ABOUT THIS EXERCISE → In the listing below, locate the lines bearing the word "positive". Copy every one of them.

RECORDED INFORMATION →
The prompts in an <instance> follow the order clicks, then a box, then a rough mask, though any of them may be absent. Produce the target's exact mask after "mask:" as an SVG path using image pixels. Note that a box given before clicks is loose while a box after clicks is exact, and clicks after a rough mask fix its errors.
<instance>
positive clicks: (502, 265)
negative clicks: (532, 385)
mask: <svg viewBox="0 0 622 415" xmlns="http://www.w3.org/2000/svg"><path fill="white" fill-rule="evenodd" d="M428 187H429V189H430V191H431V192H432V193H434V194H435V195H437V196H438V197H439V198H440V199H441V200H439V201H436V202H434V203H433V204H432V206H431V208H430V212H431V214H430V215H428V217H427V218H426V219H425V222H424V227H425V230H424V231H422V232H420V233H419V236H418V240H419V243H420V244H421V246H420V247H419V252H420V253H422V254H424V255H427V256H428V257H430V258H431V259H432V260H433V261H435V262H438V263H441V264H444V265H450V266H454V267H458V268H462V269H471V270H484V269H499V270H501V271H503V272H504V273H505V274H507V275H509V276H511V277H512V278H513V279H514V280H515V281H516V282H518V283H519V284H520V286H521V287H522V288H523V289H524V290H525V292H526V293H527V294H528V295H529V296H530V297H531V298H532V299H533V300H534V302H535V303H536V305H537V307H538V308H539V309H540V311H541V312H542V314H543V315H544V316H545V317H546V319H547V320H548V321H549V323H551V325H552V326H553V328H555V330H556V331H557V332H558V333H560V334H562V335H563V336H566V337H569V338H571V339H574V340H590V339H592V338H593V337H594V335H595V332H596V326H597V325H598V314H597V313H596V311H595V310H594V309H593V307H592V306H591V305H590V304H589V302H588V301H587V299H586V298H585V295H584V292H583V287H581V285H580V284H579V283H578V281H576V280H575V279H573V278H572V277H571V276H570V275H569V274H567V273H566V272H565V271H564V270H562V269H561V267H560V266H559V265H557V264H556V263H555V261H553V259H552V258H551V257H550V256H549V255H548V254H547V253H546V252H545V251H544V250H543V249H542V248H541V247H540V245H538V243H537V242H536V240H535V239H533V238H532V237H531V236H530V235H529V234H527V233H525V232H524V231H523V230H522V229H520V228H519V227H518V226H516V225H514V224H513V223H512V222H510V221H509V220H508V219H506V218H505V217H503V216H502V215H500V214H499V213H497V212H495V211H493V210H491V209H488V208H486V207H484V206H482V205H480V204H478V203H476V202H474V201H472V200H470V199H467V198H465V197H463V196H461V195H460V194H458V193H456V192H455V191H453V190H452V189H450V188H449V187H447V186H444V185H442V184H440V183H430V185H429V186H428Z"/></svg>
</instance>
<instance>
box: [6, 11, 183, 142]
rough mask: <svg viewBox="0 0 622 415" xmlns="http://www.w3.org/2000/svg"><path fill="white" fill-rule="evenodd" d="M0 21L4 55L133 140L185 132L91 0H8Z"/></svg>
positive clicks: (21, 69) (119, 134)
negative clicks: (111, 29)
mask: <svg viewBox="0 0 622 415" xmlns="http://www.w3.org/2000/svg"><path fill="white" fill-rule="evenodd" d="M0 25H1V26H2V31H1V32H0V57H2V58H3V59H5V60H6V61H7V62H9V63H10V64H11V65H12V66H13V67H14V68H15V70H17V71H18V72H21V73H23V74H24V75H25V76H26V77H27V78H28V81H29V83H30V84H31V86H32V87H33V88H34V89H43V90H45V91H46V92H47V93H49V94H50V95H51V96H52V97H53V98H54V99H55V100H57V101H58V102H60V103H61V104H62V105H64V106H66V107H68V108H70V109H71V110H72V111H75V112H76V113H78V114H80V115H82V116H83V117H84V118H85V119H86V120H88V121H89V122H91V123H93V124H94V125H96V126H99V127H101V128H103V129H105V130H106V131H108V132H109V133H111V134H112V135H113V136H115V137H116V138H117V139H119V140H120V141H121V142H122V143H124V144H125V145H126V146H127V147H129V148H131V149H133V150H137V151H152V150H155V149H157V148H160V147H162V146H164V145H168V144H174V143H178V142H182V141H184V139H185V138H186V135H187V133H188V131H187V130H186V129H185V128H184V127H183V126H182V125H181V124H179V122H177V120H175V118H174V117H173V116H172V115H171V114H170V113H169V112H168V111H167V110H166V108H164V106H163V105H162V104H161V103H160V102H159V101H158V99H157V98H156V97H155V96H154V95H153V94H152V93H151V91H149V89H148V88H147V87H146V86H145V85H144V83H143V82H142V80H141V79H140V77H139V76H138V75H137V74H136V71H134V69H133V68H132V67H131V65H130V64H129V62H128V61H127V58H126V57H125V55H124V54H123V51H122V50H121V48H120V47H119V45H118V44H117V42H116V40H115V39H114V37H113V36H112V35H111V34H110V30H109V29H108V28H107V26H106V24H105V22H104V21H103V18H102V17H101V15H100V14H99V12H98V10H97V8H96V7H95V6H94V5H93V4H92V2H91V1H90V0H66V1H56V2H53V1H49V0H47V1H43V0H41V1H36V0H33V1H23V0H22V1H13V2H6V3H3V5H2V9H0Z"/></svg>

SOLUTION →
positive clicks: (502, 265)
positive clicks: (21, 69) (119, 134)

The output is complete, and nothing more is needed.